◆ **Exercise task**: Report every line of the listing below that contains the word "each". Case counts.

◆ **Provided entries**:

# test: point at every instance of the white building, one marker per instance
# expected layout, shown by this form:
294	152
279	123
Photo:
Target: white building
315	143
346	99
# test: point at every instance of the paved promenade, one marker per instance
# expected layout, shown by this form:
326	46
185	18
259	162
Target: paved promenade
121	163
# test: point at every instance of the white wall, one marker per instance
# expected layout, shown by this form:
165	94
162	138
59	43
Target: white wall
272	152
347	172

* * *

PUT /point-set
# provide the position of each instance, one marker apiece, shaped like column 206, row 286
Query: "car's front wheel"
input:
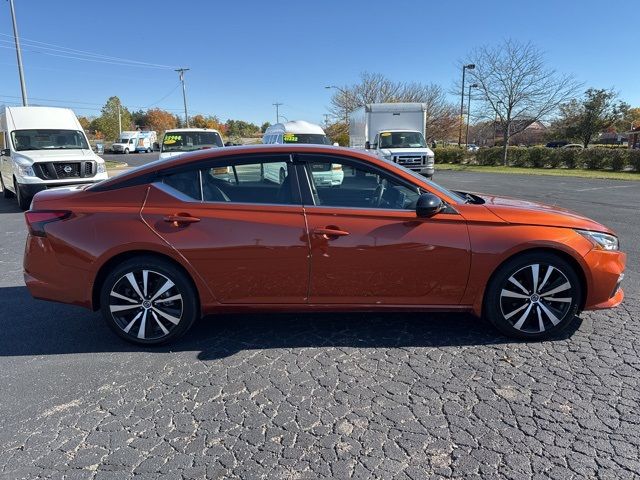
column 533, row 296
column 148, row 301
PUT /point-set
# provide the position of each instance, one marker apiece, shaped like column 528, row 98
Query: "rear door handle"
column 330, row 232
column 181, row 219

◆ **Response to this exercise**:
# provide the position of each instance, one marker apiece, shaped like column 206, row 286
# provide the position of each instance, one marker apiece, shaped like column 528, row 98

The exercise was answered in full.